Object pointing dataset rows
——————

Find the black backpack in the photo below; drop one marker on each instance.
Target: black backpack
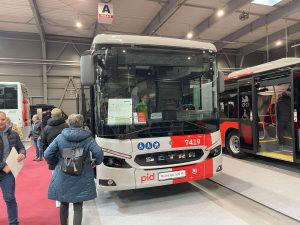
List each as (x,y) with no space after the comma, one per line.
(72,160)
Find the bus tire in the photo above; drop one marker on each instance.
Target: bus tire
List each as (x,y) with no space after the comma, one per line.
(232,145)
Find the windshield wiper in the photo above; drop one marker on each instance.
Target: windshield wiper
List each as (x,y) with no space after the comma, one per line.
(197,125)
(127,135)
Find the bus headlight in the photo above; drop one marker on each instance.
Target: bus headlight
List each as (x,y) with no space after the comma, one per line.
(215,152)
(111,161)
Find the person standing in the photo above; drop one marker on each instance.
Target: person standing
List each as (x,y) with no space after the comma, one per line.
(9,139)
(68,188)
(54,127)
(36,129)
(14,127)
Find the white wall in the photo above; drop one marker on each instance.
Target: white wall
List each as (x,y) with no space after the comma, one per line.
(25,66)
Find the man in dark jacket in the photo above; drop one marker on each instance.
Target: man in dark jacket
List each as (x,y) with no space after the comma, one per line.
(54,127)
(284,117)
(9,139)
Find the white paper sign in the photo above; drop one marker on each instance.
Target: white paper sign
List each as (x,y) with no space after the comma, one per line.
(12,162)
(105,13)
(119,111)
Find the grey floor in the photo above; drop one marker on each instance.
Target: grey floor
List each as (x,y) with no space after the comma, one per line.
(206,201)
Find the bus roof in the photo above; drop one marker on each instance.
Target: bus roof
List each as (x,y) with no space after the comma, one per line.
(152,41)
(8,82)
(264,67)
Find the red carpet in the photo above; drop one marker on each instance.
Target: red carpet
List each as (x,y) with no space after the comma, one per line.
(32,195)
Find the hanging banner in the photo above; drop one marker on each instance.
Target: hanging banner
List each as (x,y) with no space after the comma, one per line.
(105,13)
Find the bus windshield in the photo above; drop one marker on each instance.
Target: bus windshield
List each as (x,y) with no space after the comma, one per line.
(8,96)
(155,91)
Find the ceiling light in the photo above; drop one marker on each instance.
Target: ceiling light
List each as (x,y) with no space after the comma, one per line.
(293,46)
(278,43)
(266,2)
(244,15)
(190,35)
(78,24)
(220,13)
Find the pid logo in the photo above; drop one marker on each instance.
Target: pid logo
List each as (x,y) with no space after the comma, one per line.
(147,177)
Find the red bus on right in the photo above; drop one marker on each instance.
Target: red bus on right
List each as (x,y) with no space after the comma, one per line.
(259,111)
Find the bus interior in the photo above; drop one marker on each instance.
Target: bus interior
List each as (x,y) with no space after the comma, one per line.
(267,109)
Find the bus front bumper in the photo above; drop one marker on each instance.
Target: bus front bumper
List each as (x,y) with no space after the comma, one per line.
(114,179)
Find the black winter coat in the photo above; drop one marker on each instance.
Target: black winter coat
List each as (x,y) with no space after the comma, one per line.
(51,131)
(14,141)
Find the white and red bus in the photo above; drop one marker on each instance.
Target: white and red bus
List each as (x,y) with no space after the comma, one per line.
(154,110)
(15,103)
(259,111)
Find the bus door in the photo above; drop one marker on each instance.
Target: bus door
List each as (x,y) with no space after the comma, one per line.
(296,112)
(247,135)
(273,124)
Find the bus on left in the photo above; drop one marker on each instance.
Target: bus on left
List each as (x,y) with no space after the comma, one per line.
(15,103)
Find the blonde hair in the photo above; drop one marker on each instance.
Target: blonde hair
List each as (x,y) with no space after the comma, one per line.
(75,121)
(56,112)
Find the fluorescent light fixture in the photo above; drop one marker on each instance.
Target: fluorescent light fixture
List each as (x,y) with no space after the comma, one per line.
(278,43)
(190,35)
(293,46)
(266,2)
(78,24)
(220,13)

——————

## [SHORT PROBLEM]
Omit every image. Quote each record exactly.

## [COMPLETE OUTPUT]
Find the black backpack in the photo below; drop one marker on each instance.
Target: black backpack
List each as (x,y) with no space after the comma, one per line.
(72,160)
Find the bus tire in the photo above; drop one marker on each instance.
Target: bus tire
List each as (x,y) with no space after the comma, one per line.
(232,145)
Find the windshield wiper in the photo above; drop one marker on each instance.
Target: windshield wiper
List each as (x,y) with no space after the comma, one per line.
(197,125)
(127,135)
Find the bus headlight in the photo above; drop one marker on each instance.
Target: bus headlight
List each as (x,y) with no space after the comma, one per line.
(215,152)
(111,161)
Find the person standing in the photo above; drop one marker on each instance.
Target: person standing
List each as (x,y) with no space after the comma, one per line.
(9,139)
(68,188)
(54,127)
(36,129)
(14,127)
Find the white wall in the photo above; drop one marker on each instance.
Target: white wall
List each as (x,y) with no space after the comma, one per line.
(25,66)
Find the man in dark jacket in the photo above; drop one marker on each instance.
Target: man in dark jacket
List each as (x,y) with no space after the comma, one per line.
(54,127)
(284,117)
(9,139)
Find the white paper sign in the photo above; drop one marker on each instance.
Target: white paper sign
List each as (x,y) with no space after the comma, one per line.
(12,162)
(105,13)
(119,111)
Find the grey floor in the photo above; drop one marker on each instance.
Target: grey floor
List each as (x,y) with no space after the comma, one per line.
(206,201)
Find the bus roof in the photo above; drop one marker on each instance.
Target: bus roof
List each as (x,y) with no space after the comma, one per line.
(152,41)
(8,82)
(264,67)
Find the red carpet in the photo above; drop one marker on each instance.
Target: red carpet
List each as (x,y) with no space after the comma, one per line.
(32,195)
Find the hanging banner in the photo above; drop one marker on each instance.
Target: hanging banner
List each as (x,y) with no space after the comma, one per line.
(105,13)
Find the bus windshield in the photo above; drop one marker on each instance.
Target: bus windshield
List each as (x,y) with no space after the comma, one per line.
(8,96)
(155,91)
Find the ceiling light in the photo above; drop one marker on each instance.
Target: ceiling light
List each as (x,y) with no space after the comma, one per line.
(293,46)
(278,43)
(266,2)
(244,15)
(190,35)
(78,24)
(220,13)
Find the pid logo in the photo above; drop one marker on each instance.
Target: pid logo
List each as (x,y) with no space after the comma, one per line.
(147,177)
Find the red bus on right in the photo above; drop one marker on each instance.
Target: red bus on right
List each as (x,y) with no space after the comma, one per line.
(259,111)
Find the bus interior in the photo above; drop one marker on each instance.
Target: bus interior
List each as (x,y) with no space after the comma, one per line.
(267,109)
Find the bus front bumper in the photo above; drop one marker on each instance.
Target: bus front bumper
List each as (x,y) with no space after the comma, one per line.
(114,179)
Find the black winter coat in the photo above; drop one marker on each instance.
Target: black winter coat
List each as (x,y) with no space after the comma, one per line.
(51,131)
(14,141)
Find the white and red bus in the photo above; drop one marker on each instance.
Target: white and red bus
List each as (x,y) with no space after the comma, one per line.
(154,110)
(15,103)
(259,111)
Find the bus door in the photo above; drop one marker on each instance.
Target: bus door
List each as (x,y) with no space after the comma, one per line.
(296,112)
(247,135)
(273,124)
Find the bus on left in the photo above; drop one marker on each instance.
Target: bus on left
List each as (x,y) with no space after the comma, one per line.
(15,103)
Find the blonde hair in the photo above; drop one marker on each instance.
Target: blonde hair
List each as (x,y) with no space after the comma, one per line.
(75,121)
(56,112)
Find the fluorescent light fixture in the photo above; drop one marker on each instance.
Target: fluorescent light fixture
List each as (x,y) with no space after the comma, one per line.
(278,43)
(190,35)
(293,46)
(266,2)
(78,24)
(220,13)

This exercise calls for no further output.